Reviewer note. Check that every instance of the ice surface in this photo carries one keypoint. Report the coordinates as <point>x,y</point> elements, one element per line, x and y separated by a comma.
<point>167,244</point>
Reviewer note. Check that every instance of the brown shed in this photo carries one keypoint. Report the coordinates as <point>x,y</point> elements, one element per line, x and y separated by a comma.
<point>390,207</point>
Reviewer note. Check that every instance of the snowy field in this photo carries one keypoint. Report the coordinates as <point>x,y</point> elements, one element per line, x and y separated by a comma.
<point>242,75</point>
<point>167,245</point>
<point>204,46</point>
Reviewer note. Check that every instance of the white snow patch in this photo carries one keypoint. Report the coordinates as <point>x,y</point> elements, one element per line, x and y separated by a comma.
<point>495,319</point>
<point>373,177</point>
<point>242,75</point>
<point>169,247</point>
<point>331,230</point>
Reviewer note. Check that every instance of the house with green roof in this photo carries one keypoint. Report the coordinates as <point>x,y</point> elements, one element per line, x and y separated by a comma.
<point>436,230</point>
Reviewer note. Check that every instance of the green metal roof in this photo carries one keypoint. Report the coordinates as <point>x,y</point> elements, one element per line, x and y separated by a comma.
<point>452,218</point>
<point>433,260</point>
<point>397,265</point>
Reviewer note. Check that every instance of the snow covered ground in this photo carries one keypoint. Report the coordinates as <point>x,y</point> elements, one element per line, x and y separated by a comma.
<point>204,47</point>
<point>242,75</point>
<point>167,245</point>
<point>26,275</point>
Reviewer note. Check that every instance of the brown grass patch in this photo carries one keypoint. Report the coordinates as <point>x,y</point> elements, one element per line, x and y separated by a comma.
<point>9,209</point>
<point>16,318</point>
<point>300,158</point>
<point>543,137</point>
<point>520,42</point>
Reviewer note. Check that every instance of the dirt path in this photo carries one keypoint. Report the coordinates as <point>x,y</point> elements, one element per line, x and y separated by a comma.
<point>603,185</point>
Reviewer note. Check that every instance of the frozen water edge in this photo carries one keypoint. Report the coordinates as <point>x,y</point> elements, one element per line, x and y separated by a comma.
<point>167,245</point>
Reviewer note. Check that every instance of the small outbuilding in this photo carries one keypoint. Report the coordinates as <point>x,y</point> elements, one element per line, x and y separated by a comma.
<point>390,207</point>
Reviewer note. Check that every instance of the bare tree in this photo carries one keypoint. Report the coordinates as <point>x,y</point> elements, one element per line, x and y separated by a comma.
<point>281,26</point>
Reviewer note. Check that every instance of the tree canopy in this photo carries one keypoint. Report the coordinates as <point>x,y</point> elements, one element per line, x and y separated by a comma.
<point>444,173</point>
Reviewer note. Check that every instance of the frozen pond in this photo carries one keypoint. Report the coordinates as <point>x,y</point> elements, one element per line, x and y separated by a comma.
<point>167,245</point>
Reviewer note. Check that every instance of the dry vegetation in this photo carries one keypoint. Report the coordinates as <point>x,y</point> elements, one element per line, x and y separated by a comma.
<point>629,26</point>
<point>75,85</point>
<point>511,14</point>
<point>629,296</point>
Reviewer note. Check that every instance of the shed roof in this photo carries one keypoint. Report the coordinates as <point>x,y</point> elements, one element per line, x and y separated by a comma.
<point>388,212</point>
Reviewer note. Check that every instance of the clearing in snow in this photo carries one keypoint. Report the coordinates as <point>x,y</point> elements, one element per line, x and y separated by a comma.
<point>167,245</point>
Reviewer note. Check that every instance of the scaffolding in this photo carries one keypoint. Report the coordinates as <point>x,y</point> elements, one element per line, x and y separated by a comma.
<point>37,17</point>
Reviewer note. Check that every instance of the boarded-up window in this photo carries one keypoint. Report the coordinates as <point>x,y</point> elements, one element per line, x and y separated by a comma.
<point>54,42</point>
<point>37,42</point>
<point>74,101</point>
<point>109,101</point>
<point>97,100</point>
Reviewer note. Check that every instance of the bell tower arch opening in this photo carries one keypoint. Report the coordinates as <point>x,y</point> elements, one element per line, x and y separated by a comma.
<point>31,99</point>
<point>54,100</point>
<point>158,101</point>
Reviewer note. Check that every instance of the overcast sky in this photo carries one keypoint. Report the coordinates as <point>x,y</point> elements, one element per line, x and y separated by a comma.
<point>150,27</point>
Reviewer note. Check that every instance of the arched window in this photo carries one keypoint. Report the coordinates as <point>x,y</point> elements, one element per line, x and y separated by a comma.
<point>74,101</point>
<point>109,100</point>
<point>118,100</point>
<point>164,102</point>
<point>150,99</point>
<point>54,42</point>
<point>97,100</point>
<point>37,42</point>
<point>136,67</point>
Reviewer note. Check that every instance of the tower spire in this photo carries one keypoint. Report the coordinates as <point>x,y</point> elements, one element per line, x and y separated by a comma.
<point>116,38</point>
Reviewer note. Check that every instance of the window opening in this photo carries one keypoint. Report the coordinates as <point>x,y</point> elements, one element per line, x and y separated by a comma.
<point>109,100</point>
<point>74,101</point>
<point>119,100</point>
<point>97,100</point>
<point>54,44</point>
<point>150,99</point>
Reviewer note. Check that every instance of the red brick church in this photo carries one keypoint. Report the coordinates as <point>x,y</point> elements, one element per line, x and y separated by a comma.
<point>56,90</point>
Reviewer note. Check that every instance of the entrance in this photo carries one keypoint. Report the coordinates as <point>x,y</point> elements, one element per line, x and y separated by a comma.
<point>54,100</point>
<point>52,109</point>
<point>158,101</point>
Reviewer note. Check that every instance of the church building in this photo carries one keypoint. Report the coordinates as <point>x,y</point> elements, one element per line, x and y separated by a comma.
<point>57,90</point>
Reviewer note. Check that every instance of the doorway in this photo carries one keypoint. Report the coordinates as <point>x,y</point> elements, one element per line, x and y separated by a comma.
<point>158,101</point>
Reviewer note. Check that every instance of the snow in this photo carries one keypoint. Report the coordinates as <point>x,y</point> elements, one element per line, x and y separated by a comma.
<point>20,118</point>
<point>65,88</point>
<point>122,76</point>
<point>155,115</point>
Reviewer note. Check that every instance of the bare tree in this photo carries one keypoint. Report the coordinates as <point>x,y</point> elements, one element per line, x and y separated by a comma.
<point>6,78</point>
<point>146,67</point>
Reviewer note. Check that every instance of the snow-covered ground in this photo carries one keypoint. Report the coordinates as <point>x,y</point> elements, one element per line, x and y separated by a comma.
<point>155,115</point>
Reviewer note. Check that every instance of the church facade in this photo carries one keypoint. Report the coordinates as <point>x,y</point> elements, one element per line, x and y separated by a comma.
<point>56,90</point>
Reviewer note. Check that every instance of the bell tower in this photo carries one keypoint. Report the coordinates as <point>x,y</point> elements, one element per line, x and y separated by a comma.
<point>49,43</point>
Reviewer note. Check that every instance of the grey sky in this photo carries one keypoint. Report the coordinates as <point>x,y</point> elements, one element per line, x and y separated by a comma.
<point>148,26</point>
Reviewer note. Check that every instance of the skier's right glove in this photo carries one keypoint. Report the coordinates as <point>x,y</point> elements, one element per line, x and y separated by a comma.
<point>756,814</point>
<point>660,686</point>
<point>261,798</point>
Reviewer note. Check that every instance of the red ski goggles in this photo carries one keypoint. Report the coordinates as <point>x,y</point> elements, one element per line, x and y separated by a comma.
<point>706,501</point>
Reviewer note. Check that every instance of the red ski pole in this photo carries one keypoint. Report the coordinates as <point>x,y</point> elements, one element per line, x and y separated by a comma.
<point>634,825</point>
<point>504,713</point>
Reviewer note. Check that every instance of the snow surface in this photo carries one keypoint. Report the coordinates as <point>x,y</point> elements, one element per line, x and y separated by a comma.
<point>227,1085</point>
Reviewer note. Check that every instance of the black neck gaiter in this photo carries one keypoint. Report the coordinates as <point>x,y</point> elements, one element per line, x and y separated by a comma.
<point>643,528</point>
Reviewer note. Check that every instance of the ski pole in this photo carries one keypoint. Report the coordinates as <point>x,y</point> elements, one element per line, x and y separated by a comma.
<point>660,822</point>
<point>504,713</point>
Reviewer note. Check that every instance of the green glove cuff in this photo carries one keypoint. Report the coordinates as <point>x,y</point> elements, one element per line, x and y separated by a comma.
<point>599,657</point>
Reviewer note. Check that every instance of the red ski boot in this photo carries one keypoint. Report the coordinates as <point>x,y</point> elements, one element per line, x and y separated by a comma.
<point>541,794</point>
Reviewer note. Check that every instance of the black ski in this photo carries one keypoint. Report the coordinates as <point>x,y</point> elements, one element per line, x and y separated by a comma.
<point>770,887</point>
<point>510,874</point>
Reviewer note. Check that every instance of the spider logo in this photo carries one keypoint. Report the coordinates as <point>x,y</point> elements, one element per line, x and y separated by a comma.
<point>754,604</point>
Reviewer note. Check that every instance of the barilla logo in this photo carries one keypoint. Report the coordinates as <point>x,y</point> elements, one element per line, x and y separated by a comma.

-----

> **Written exercise**
Please update the records starting at the line that contains "Reviewer note. Check that every instance of the red brick" and ending at the line that contains "<point>57,90</point>", changing "keypoint" to "marker" and leaving all else unchanged. Return only those lines.

> **Worked solution**
Reviewer note. Check that every instance of the red brick church in this photo carries one marker. Report the coordinates as <point>x,y</point> elements, one element per line, x and y separated by a comma.
<point>56,90</point>
Reviewer note. Check that every instance of the entrance in this photo carries one marker. Report the coordinates as <point>x,y</point> elements, one element per line, x and y separated by a comma.
<point>54,100</point>
<point>52,109</point>
<point>158,101</point>
Reviewer note. Check that every instance of the church building in this photo carries one marker. Report the coordinates as <point>x,y</point> elements, one element per line, x and y separated by a comma.
<point>57,90</point>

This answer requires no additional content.